PROBLEM TO SOLVE: Print the data exactly as written, line for line, and leave its pictures behind.

SUPPLIED RECORDS:
---

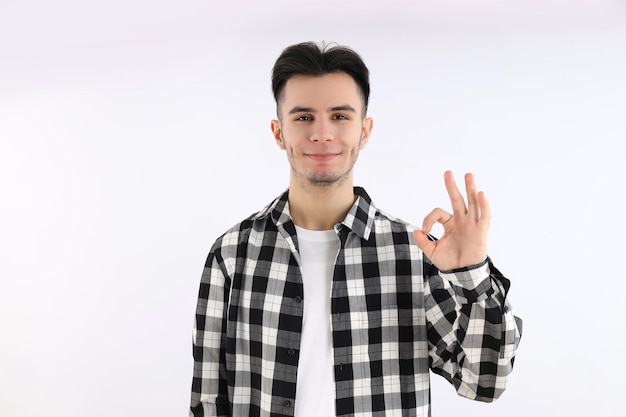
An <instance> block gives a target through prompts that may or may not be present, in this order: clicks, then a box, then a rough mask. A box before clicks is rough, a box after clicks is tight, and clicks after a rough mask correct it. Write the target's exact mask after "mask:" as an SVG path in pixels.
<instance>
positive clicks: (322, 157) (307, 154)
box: [306, 153, 339, 162]
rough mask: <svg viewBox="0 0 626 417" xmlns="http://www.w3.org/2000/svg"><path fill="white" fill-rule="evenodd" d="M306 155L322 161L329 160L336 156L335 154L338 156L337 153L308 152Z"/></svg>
mask: <svg viewBox="0 0 626 417" xmlns="http://www.w3.org/2000/svg"><path fill="white" fill-rule="evenodd" d="M306 156H307V157H309V158H311V159H312V160H314V161H320V162H324V161H330V160H331V159H334V158H336V157H337V156H339V154H338V153H308V154H306Z"/></svg>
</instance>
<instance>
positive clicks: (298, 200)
mask: <svg viewBox="0 0 626 417" xmlns="http://www.w3.org/2000/svg"><path fill="white" fill-rule="evenodd" d="M355 200H356V197H355V195H354V188H353V184H352V181H351V180H348V179H346V180H345V181H341V182H340V183H338V184H331V185H313V184H310V183H305V184H302V183H300V182H298V181H294V180H293V179H292V181H291V184H290V187H289V212H290V213H291V217H292V219H293V221H294V223H295V224H296V225H297V226H300V227H302V228H303V229H309V230H331V229H333V227H334V226H335V225H336V224H337V223H339V222H341V221H342V220H343V219H344V218H345V217H346V214H348V211H350V208H351V207H352V205H353V204H354V202H355Z"/></svg>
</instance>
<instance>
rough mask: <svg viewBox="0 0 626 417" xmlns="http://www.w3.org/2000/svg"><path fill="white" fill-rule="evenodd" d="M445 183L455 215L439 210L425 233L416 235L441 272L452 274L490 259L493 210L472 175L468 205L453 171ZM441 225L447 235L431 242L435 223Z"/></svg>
mask: <svg viewBox="0 0 626 417" xmlns="http://www.w3.org/2000/svg"><path fill="white" fill-rule="evenodd" d="M444 180H445V184H446V189H447V190H448V195H449V196H450V202H451V203H452V214H450V213H448V212H447V211H445V210H443V209H440V208H436V209H434V210H433V211H431V212H430V213H429V214H428V215H427V216H426V217H425V218H424V223H423V225H422V230H416V231H414V232H413V235H414V236H415V240H416V241H417V246H418V247H419V248H420V249H421V250H422V251H423V252H424V254H425V255H426V256H427V257H428V259H430V260H431V261H432V262H433V264H434V265H435V266H436V267H437V268H439V270H443V271H449V270H452V269H456V268H461V267H465V266H470V265H475V264H478V263H480V262H482V261H484V260H485V259H486V258H487V230H488V228H489V221H490V219H491V211H490V210H489V203H488V202H487V198H486V197H485V194H484V193H483V192H482V191H481V192H477V191H476V183H475V182H474V176H473V175H472V174H469V173H468V174H466V175H465V190H466V193H467V206H466V205H465V200H464V199H463V195H462V194H461V192H460V191H459V189H458V187H457V186H456V183H455V181H454V177H453V176H452V172H451V171H446V172H445V174H444ZM435 222H436V223H440V224H441V225H442V226H443V229H444V233H443V236H442V237H441V239H439V240H437V241H435V242H433V241H431V240H429V239H428V237H427V234H428V233H429V232H430V230H431V228H432V226H433V224H435Z"/></svg>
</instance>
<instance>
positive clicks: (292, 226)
mask: <svg viewBox="0 0 626 417" xmlns="http://www.w3.org/2000/svg"><path fill="white" fill-rule="evenodd" d="M354 195H355V196H356V197H357V199H356V201H355V202H354V204H353V205H352V207H351V208H350V210H349V211H348V214H347V215H346V217H345V219H344V220H343V221H342V222H341V223H340V225H343V226H344V227H346V228H348V229H349V230H351V231H352V232H354V233H355V234H357V235H358V236H359V237H361V238H363V239H365V240H368V239H369V237H370V234H371V232H372V228H373V225H374V218H375V216H376V213H377V209H376V207H375V206H374V204H373V203H372V199H371V198H370V196H369V195H368V194H367V192H366V191H365V189H363V188H361V187H354ZM266 216H271V219H272V221H273V222H274V224H275V225H276V226H277V227H285V228H287V229H290V230H291V229H293V230H295V228H294V227H293V220H292V219H291V215H290V214H289V190H288V189H287V190H285V191H284V192H283V193H282V194H281V195H280V196H278V197H277V198H276V199H275V200H274V201H273V202H272V203H271V204H270V205H268V206H267V207H265V208H264V209H263V210H261V211H259V212H258V213H257V214H256V215H255V216H254V217H253V220H257V219H261V218H263V217H266Z"/></svg>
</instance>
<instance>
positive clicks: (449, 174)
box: [443, 171, 467, 214]
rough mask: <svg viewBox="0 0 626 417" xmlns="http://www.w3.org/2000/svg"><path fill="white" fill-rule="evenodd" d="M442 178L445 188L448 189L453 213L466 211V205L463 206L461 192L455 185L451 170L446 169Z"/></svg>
mask: <svg viewBox="0 0 626 417" xmlns="http://www.w3.org/2000/svg"><path fill="white" fill-rule="evenodd" d="M443 179H444V182H445V184H446V190H448V195H449V196H450V203H451V204H452V212H453V213H454V214H465V213H467V207H465V200H464V199H463V194H461V191H459V187H457V186H456V181H454V175H453V174H452V171H446V172H445V173H444V174H443Z"/></svg>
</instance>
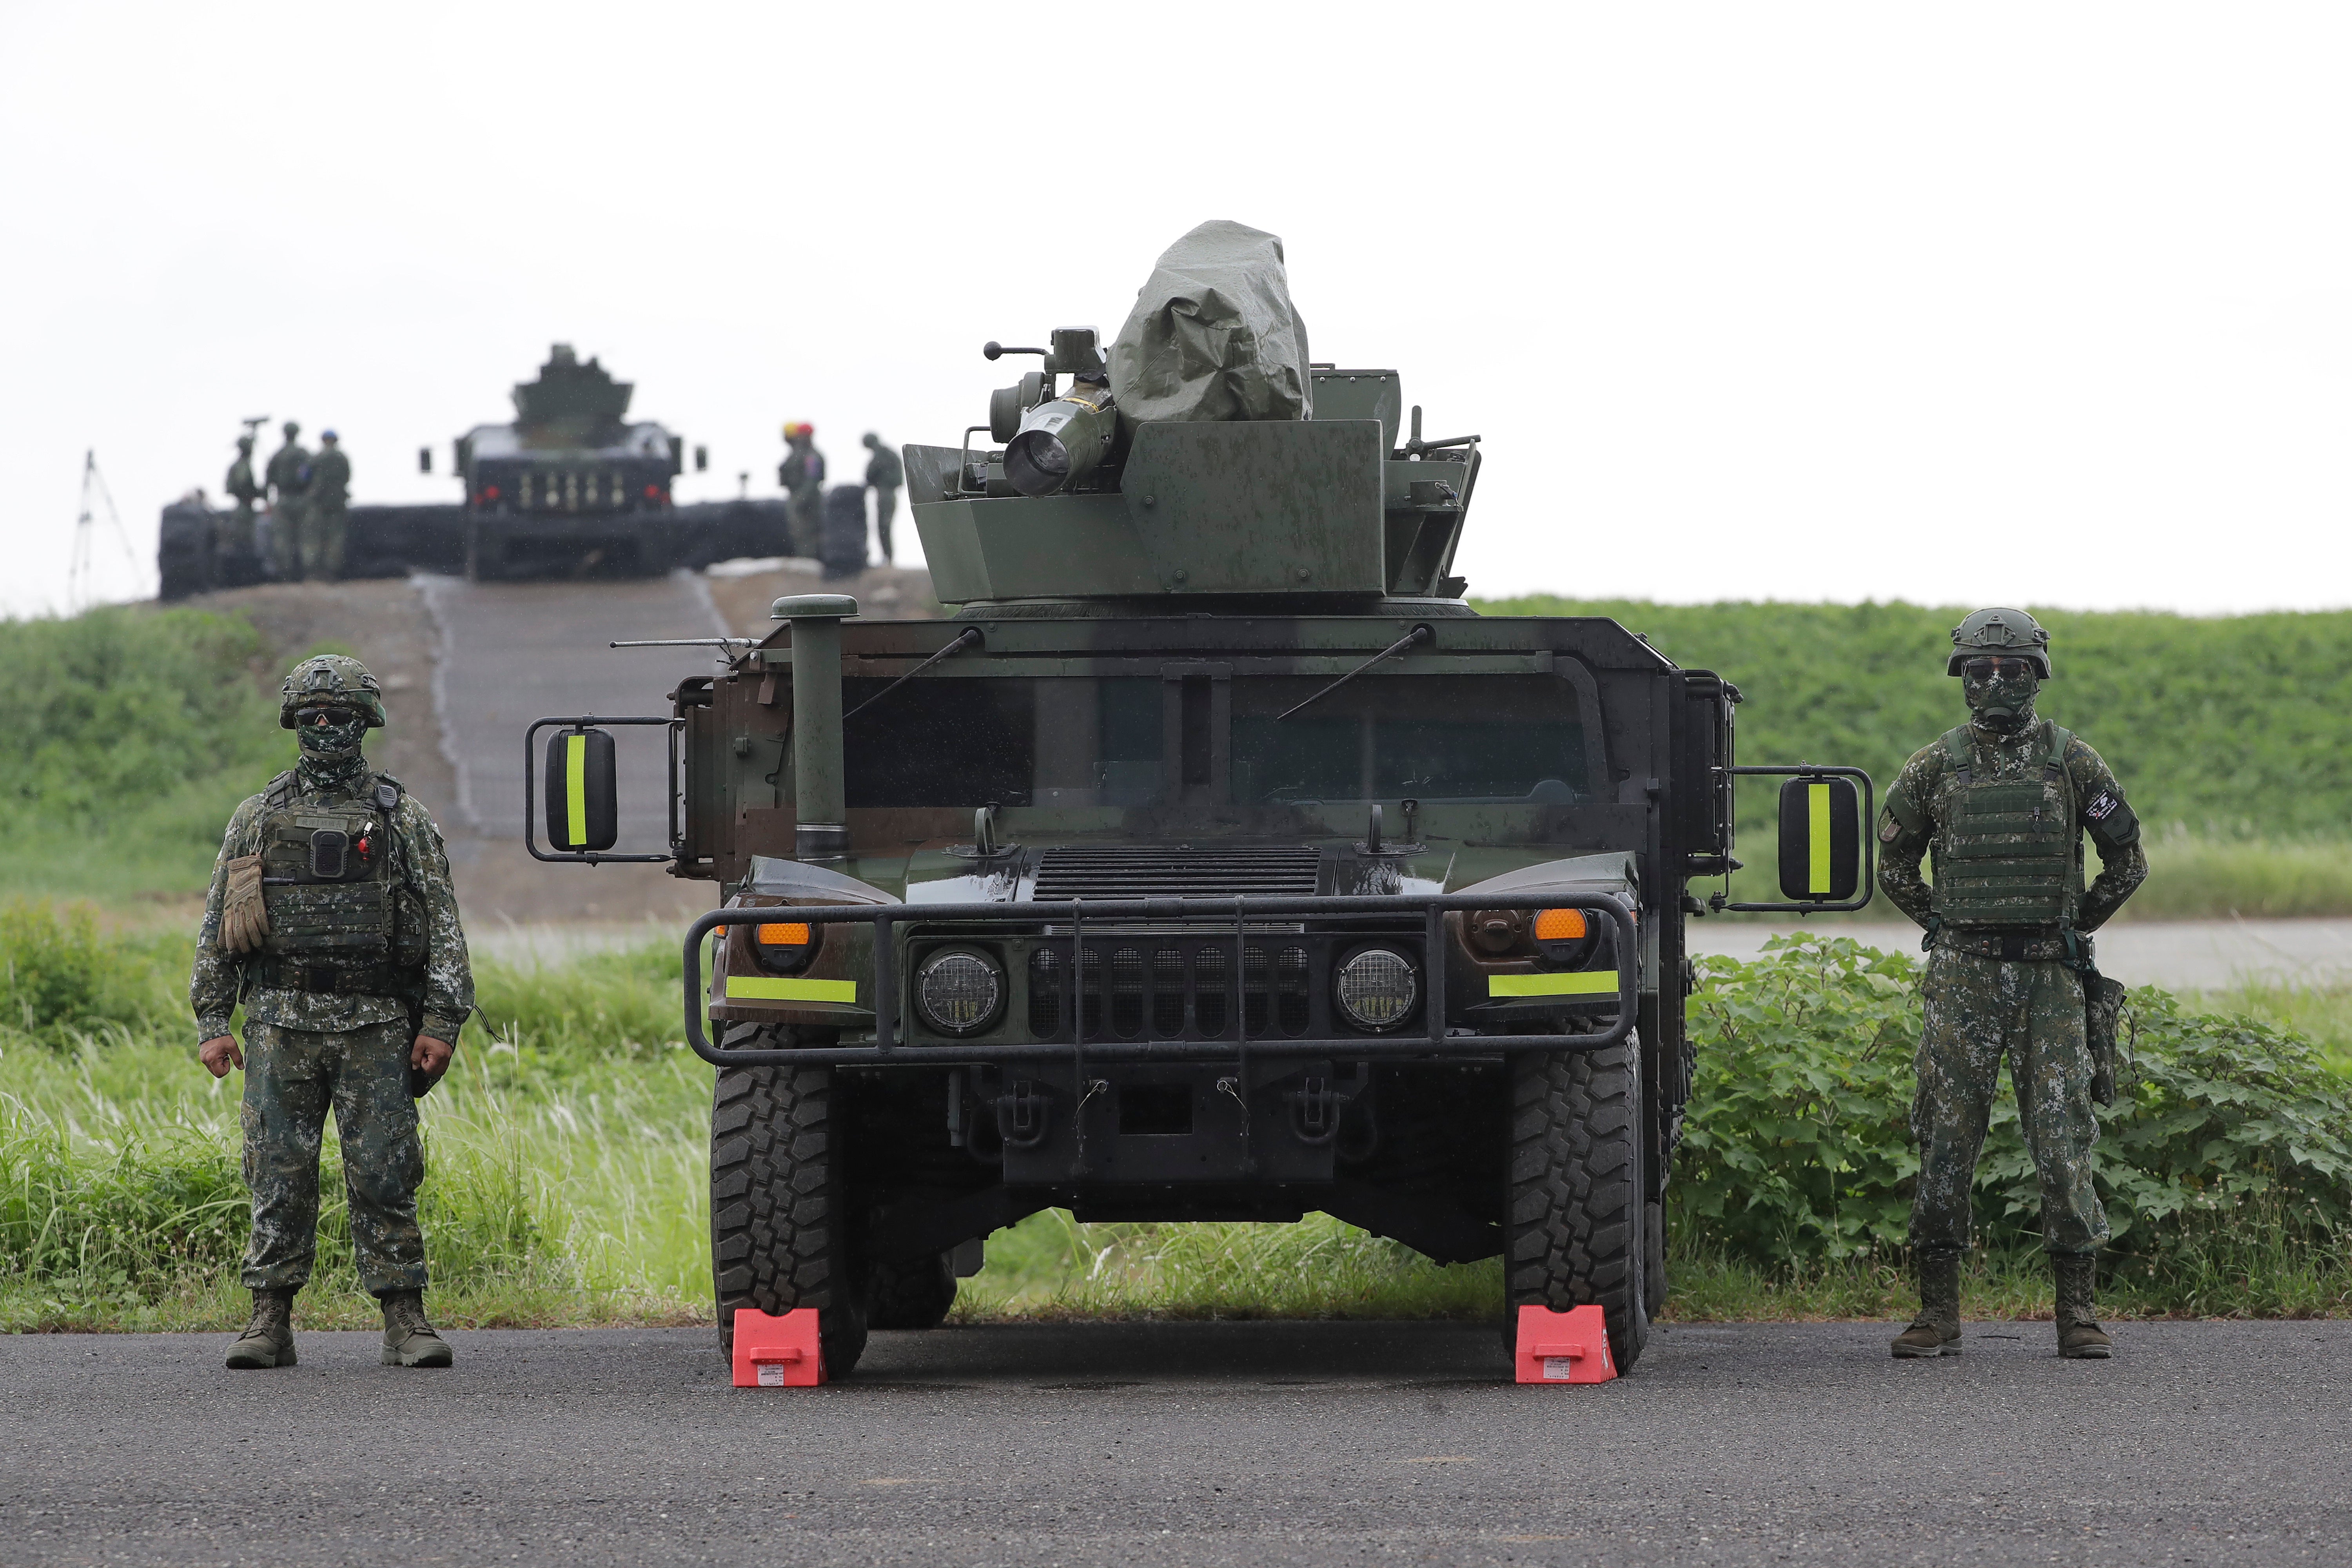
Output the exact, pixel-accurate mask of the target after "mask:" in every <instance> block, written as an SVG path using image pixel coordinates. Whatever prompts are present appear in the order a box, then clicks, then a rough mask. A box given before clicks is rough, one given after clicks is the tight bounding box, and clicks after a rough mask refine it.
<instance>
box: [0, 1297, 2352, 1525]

---

RESULT OF THE TASK:
An <instance> block gives a target through prompts that may or may not be present, in this order: clicks, then a box, then a rough mask. A box before clicks is rough, a box after clicks is tight, and clicks after a rough mask correct it. Write the target's exact mask after "mask:" as an SVG path in pixels.
<instance>
positive clicks: (322, 157) (307, 154)
box: [306, 153, 339, 162]
rough mask: <svg viewBox="0 0 626 417" xmlns="http://www.w3.org/2000/svg"><path fill="white" fill-rule="evenodd" d="M306 155L322 161L329 160L336 156L335 154L338 156L337 153L308 152Z"/></svg>
mask: <svg viewBox="0 0 626 417" xmlns="http://www.w3.org/2000/svg"><path fill="white" fill-rule="evenodd" d="M306 156H307V157H309V158H311V159H312V160H314V161H320V162H324V161H330V160H331V159H334V158H336V157H337V156H339V154H338V153H308V154H306Z"/></svg>
</instance>
<instance>
positive clicks: (298, 200)
mask: <svg viewBox="0 0 626 417" xmlns="http://www.w3.org/2000/svg"><path fill="white" fill-rule="evenodd" d="M355 200H356V197H355V195H354V188H353V184H352V181H351V180H348V179H346V180H345V181H341V182H340V183H338V184H331V185H313V184H310V183H305V184H302V183H300V182H298V181H294V180H293V179H292V181H291V184H290V187H289V212H290V213H291V217H292V219H293V221H294V223H295V224H296V225H297V226H300V227H302V228H303V229H309V230H331V229H333V227H334V226H335V225H336V224H337V223H339V222H341V221H342V220H343V219H344V218H345V217H346V214H348V211H350V208H351V207H352V205H353V204H354V202H355Z"/></svg>
</instance>
<instance>
rough mask: <svg viewBox="0 0 626 417" xmlns="http://www.w3.org/2000/svg"><path fill="white" fill-rule="evenodd" d="M445 183L455 215L439 210L425 233L416 235L441 272L452 274L490 259L493 210L472 175L468 205L453 171ZM441 225L447 235L431 242L435 223Z"/></svg>
mask: <svg viewBox="0 0 626 417" xmlns="http://www.w3.org/2000/svg"><path fill="white" fill-rule="evenodd" d="M444 180H445V184H446V189H447V190H448V195H449V196H450V202H451V203H452V214H450V213H448V212H447V211H445V210H443V209H440V208H436V209H434V210H433V211H431V212H430V213H429V214H428V215H427V216H426V217H425V218H424V223H423V225H422V230H416V231H414V232H413V235H414V236H415V240H416V241H417V246H418V247H419V248H420V249H421V250H422V251H423V252H424V254H425V255H426V256H427V257H428V259H430V260H431V261H432V262H433V264H434V265H435V266H436V267H437V268H439V270H443V271H449V270H452V269H456V268H461V267H465V266H470V265H475V264H478V263H480V262H482V261H484V260H485V259H486V258H487V230H488V228H489V221H490V219H491V211H490V210H489V203H488V202H487V198H486V197H485V194H484V193H483V192H482V191H481V192H477V191H476V183H475V182H474V176H473V175H472V174H469V173H468V174H466V175H465V190H466V193H467V206H466V205H465V200H464V199H463V195H462V194H461V192H460V191H459V189H458V187H457V186H456V183H455V181H454V177H453V176H452V172H451V171H446V172H445V174H444ZM435 222H436V223H440V224H441V225H442V226H443V229H444V233H443V236H442V237H441V239H439V240H437V241H435V242H433V241H431V240H429V239H428V237H427V234H428V233H429V232H430V230H431V228H432V226H433V224H435Z"/></svg>
</instance>
<instance>
positive clicks: (292, 226)
mask: <svg viewBox="0 0 626 417" xmlns="http://www.w3.org/2000/svg"><path fill="white" fill-rule="evenodd" d="M354 195H355V196H356V197H357V199H356V201H355V202H354V204H353V205H352V207H351V208H350V210H349V211H348V214H347V215H346V217H345V219H344V220H343V221H342V222H341V223H340V225H343V226H344V227H346V228H348V229H349V230H351V231H352V232H354V233H355V234H357V235H358V236H359V237H361V238H363V239H365V240H368V239H369V237H370V234H371V232H372V228H373V225H374V218H375V216H376V213H377V209H376V207H375V206H374V204H373V203H372V199H371V198H370V196H369V195H368V194H367V192H366V191H365V189H363V188H361V187H354ZM266 216H271V219H272V221H273V222H274V224H275V225H276V226H277V227H285V228H287V229H290V230H291V229H293V230H295V228H294V227H293V220H292V219H291V215H290V214H289V190H288V189H287V190H285V191H284V192H283V193H282V194H281V195H280V196H278V197H277V198H276V199H275V200H274V201H273V202H272V203H271V204H270V205H268V206H267V207H265V208H264V209H263V210H261V211H259V212H258V213H257V214H256V215H255V216H254V217H253V220H257V219H261V218H263V217H266Z"/></svg>
</instance>
<instance>
positive clicks: (449, 174)
box: [443, 171, 467, 214]
rough mask: <svg viewBox="0 0 626 417" xmlns="http://www.w3.org/2000/svg"><path fill="white" fill-rule="evenodd" d="M442 178L445 188L448 189L453 213L466 211V205L463 206L461 192L455 185L451 170L446 169Z"/></svg>
mask: <svg viewBox="0 0 626 417" xmlns="http://www.w3.org/2000/svg"><path fill="white" fill-rule="evenodd" d="M443 179H444V182H445V184H446V190H448V195H449V196H450V203H451V204H452V212H453V213H454V214H465V213H467V207H465V200H464V199H463V194H461V191H459V187H457V186H456V181H454V175H453V174H452V171H446V172H445V173H444V174H443Z"/></svg>
</instance>
Output the exact, pixel-accurate mask of the target after "mask:" in every <instance> block, written as an SVG path using image pixel coordinates. Whatever prompts are present appear in the order a box, then clicks, then a rough mask. A box given before clicks is rough, one given after clicks is the tight bounding box, and clicks after a rough mask refine it.
<instance>
box: [0, 1297, 2352, 1525]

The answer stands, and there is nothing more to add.